## Your task:
Convert the lines of the entries below into a numbered list, beginning at the line that contains "Label every white long-sleeve" and stopping after the line that contains "[324,357,456,383]". Omit blank lines and include nothing outside that range.

## Supplied records:
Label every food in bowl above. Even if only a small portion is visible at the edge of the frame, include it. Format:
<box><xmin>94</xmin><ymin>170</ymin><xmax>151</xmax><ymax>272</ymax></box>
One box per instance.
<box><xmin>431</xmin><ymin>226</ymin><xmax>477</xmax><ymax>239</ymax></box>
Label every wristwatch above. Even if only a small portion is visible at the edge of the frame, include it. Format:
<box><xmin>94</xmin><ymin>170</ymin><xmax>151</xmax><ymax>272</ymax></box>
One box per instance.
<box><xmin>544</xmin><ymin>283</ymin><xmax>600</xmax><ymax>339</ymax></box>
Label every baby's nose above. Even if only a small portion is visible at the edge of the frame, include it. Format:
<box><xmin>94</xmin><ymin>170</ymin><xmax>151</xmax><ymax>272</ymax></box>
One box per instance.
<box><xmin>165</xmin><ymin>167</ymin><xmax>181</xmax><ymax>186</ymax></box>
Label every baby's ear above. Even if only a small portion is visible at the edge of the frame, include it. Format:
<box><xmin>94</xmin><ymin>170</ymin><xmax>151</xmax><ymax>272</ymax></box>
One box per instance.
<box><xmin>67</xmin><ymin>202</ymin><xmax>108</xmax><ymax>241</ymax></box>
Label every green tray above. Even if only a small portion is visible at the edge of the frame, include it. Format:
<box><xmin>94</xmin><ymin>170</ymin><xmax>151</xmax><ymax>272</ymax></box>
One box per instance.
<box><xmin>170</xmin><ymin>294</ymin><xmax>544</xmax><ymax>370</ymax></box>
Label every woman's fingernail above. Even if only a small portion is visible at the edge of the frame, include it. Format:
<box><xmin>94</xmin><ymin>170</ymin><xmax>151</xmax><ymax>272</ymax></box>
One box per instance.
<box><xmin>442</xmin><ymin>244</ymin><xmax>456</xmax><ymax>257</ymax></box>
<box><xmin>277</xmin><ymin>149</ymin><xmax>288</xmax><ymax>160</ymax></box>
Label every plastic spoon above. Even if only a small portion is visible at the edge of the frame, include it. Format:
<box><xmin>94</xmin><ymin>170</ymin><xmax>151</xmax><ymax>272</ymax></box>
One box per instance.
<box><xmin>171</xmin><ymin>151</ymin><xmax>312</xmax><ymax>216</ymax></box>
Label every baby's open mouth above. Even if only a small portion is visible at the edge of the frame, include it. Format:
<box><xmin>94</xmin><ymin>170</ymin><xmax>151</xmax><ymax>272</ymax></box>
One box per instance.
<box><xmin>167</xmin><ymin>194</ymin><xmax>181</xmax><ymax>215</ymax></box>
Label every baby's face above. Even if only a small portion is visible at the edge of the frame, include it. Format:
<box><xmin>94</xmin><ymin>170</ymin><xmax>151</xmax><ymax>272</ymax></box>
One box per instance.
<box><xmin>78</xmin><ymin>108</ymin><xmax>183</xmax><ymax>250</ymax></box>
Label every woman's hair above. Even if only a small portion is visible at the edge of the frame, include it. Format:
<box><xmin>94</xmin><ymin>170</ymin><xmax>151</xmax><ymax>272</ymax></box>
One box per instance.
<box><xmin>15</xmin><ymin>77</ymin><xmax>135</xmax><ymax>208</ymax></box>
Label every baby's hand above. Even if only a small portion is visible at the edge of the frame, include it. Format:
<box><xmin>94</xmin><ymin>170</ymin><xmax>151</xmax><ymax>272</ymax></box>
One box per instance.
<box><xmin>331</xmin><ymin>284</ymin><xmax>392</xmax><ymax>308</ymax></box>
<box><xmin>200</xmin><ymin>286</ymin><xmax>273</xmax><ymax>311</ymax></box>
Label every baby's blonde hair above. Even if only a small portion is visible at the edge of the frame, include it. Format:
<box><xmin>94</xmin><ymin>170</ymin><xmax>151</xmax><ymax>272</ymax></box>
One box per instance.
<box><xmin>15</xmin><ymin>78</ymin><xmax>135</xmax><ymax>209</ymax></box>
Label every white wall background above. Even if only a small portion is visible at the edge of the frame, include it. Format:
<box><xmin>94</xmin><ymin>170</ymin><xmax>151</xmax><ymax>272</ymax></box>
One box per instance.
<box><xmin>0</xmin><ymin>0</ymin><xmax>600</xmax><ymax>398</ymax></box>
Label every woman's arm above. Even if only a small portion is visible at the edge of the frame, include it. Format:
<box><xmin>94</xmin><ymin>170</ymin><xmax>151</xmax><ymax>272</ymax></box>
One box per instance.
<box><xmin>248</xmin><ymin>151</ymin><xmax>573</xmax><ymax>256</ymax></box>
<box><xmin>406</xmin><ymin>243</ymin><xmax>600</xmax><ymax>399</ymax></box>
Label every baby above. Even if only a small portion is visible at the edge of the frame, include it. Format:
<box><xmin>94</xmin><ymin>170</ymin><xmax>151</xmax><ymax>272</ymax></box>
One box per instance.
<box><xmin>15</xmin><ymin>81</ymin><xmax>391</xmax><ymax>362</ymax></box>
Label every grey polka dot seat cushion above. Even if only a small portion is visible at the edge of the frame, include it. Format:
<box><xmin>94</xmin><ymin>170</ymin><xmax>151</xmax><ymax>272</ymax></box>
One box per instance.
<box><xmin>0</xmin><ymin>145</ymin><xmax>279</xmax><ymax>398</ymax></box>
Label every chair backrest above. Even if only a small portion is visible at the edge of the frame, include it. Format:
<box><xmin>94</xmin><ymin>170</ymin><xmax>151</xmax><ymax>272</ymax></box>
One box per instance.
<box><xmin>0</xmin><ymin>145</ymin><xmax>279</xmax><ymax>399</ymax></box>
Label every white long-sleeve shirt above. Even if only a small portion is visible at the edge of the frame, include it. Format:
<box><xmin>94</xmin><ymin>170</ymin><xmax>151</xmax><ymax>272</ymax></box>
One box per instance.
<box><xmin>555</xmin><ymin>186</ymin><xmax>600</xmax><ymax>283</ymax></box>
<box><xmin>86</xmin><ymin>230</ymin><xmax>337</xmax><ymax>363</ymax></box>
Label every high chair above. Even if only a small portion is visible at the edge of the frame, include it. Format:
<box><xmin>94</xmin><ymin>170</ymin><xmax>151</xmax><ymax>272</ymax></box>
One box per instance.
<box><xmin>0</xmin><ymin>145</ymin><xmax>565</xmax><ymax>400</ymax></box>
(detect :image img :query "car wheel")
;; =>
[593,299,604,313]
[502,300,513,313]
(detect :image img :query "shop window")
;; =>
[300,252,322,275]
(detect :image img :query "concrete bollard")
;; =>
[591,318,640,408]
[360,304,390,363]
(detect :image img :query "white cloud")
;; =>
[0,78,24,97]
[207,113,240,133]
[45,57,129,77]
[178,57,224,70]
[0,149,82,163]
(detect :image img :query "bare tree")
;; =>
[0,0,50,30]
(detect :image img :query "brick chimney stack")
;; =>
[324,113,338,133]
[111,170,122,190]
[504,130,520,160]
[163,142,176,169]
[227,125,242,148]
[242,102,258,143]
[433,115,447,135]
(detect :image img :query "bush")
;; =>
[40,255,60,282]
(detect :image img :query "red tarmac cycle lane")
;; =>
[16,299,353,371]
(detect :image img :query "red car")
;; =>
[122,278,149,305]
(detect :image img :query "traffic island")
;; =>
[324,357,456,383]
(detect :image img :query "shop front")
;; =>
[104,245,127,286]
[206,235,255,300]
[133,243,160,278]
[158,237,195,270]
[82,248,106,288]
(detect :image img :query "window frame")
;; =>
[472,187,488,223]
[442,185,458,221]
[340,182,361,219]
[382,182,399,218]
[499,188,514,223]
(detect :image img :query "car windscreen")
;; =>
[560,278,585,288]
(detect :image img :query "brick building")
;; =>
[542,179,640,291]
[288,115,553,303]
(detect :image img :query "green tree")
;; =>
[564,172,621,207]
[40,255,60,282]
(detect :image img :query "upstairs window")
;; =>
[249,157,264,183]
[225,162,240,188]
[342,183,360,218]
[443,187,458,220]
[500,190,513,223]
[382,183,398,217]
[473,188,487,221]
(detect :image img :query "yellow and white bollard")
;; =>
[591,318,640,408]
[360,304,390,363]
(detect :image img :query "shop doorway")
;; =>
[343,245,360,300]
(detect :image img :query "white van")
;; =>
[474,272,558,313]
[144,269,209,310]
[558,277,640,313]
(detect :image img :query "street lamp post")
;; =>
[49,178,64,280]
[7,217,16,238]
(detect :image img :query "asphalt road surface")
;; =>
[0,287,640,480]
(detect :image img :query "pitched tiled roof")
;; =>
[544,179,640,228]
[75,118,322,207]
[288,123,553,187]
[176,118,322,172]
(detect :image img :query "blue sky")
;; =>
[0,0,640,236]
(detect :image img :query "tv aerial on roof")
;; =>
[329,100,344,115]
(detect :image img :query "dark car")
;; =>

## Worked solution:
1. Label every white long-sleeve shirt above. Even if only a small portion is visible at the edge of the frame, include it. Format:
2. <box><xmin>94</xmin><ymin>170</ymin><xmax>151</xmax><ymax>272</ymax></box>
3. One box per instance.
4. <box><xmin>555</xmin><ymin>186</ymin><xmax>600</xmax><ymax>283</ymax></box>
5. <box><xmin>86</xmin><ymin>230</ymin><xmax>337</xmax><ymax>363</ymax></box>
6. Label every high chair above. Even if only a small portion is visible at the edge of the frame, include it. Format:
7. <box><xmin>94</xmin><ymin>170</ymin><xmax>151</xmax><ymax>272</ymax></box>
8. One box per instance.
9. <box><xmin>0</xmin><ymin>145</ymin><xmax>565</xmax><ymax>400</ymax></box>
10. (detect :image img :query "car wheel")
11. ;; =>
12. [593,299,604,313]
13. [502,300,513,313]
14. (detect :image img :query "shop window")
15. ;; =>
16. [300,252,322,275]
17. (detect :image img :query "concrete bollard")
18. ;; =>
19. [591,318,640,408]
20. [360,304,390,363]
21. (detect :image img :query "white cloud")
22. ;; =>
23. [0,78,24,97]
24. [207,113,240,133]
25. [45,57,129,77]
26. [178,57,224,70]
27. [0,149,82,163]
28. (detect :image img :query "bare tree")
29. ;; =>
30. [0,0,50,30]
31. (detect :image img :query "brick chimney stack")
32. ;; =>
33. [324,113,338,133]
34. [111,170,122,190]
35. [504,130,520,160]
36. [163,142,176,169]
37. [227,125,242,148]
38. [242,102,258,143]
39. [433,115,447,135]
40. (detect :image img :query "bush")
41. ;; =>
42. [40,255,60,282]
43. (detect :image img :query "red tarmac cycle lane")
44. ;; =>
45. [16,299,353,371]
46. (detect :image img :query "red car")
47. ;; =>
48. [122,278,149,305]
49. (detect :image img :query "traffic island")
50. ;; =>
51. [324,357,456,383]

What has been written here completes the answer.